─── SOURCE EXCERPT
This is the mail archive of the gcc-patches@gcc.gnu.org mailing list for the GCC project.


Index Nav: [Date Index] [Subject Index] [Author Index] [Thread Index]
Message Nav: [Date Prev] [Date Next] [Thread Prev] [Thread Next]
Other format: [Raw text]

Re: [tree-profiling-branch PATCH] Function cloning + IPCP extension (RESUBMISSION)


Steven Bosscher <stevenb@suse.de> wrote on 11/10/2004 18:03:51:

> On Monday 11 October 2004 16:26, Razya Ladelsky wrote:
> > the existing infrastructure. This should prove to be very useful, and
> > easily portable
> > to low-level Gimple/CFG/Tree-SSA etc. This already raised critical 
issues
> > such as
> > "how to represent the outcome of IPA?" - for CP we can insert a 
statement
> > to indicate
> > that a parameter is known to hold a constant value, but for other 
analysis
> > (value prop,
> > alias analysis) this does not work.
> 
> I do agree it is useful, but I doubt it will be so easy to port to
> low level GIMPLE.  But we'll see, perhaps it will indeed not be that
> hard.
> 
> 
> > > To quote myself from "
http://gcc.gnu.org/projects/tree-profiling.html":
> > >
> > > ==============================================================
> > > (...) plans exist for reorganisation of the compiler passes as 
follows:
> > >
> > > 1. For each SCC in the call graph in reverse topological order
> > >       do simple intraprocedural optimizations in SSA form
> > >       (basically, run anything that is cheap and can not
> > >       create overlapping live ranges, but will improve the
> > >       results of the next step);
> > >       collect intraprocedural information necessary for
> > >       interprocedural data flow analyses;
> > >       store the function's intermediate representation somewhere (*)
> >
> > Are you convinced that tree-ssa/flow-sensitive/global intraprocedural 
is
> > necessary?
> > Most of the benefit we know of can be obtained using scalable
> > flow-insensitive analysis.
──────
─── DATASET EXTRACT
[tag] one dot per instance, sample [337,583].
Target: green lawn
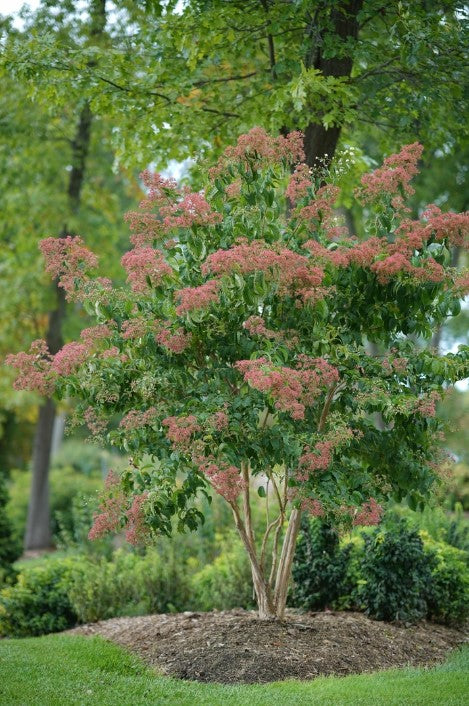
──────
TASKS FOR THIS EXERCISE:
[A] Repeat, word for word, the stretch of the GCC patch discussion from "This is the" through "IPCP extension (RESUBMISSION)".
[B] Write the next part of the GCC patch discussion, starting after its final sentence.

FINAL RESULTS:
[A]
This is the mail archive of the gcc-patches@gcc.gnu.org mailing list for the GCC project.


Index Nav: [Date Index] [Subject Index] [Author Index] [Thread Index]
Message Nav: [Date Prev] [Date Next] [Thread Prev] [Thread Next]
Other format: [Raw text]

Re: [tree-profiling-branch PATCH] Function cloning + IPCP extension (RESUBMISSION)

[B]
> 
> My reasoning is: If we're going to have to to traverse each function
> to gather function-local information, then why not clean it up first?
> 

We are not sure how much there is to clean up at such an early stage,
and does not seem to justify transforming to tree-ssa. 

> 
> > Most of the benefit we know of can be obtained using scalable
> > flow-insensitive analysis.
> 
> It would still be flow-insensitive in the above scheme (except maybe
> that you get some flow-sensitive stuff for free if we can collect
> local information on the function in SSA form).
> 

Again, it's a cost-performance issue; Tree-ssa can improve performance(and
simplify the intraprocedural stage) but seems too costly for whole 
program.

> 
> > Your scheme implies that we hold all functions in Tree-ssa form, 
right?
> 
> I hope so, but I don't know if that is necessary or benificial (or cost
> effective, if you like).  I don't know how expensive it would be to take
> each function out of SSA after step 1, and rewriting it a second time
> for step 3 (ie. post-IPA).  We should definitely keep the function body
> in low-GIMPLE, i.e. even if we'd take the function out of SSA form, you
> wouldn't run TER during out-of-ssa.
> 
> 
> > > 2. Perform interprocedural analyses and optimizations (at least
> > >    constant propagation, side-effects analysis, and function cloning
> > >    and specialization).
> >
> > Where does the inliner kick in?
> 
> I believe cloning and inliner should be the last IPO passes to run,
> cloning before inlining, or simultaneously (dunno what works, or if
> it makes a difference).  You definitely want to be able to inline
> a clone, of course.
> 
> 

We agree, Inlining does not affect IPA, but :

> > IPA can open-up new
> > opportunities/priorities
> > for inlining
> 
> That is what Zadeck said too.  I was surprised by that a bit, I had
> expected the only new inlining opportunities to come from cloning
> after IPCP, and simplifying the clone.  That should be pretty easy
> to keep track of.
> 
> Perhaps we need something completely different.  You have more
> experience with this than I do - so what do you think the framework
> for IPA should look like?
>

Jan's framework seems reasonable to us for whole program:
- Gathering intraprocedural properties (on low gimple).
- Performing IPA (recording its decisions/results).
  Making inlining decisions.
- Trasformation function by function, starting with materializing the 
clones and inlining.
 
> 
> > (it already does so now!).
> 
> How often?  Do you have an example?
> You still haven't shown any numbers :-(
> 
> > IPA (and the inliner) need access to all functions together; the 
important
> > point to decide is the representation in which all functions will be 
held
> > together.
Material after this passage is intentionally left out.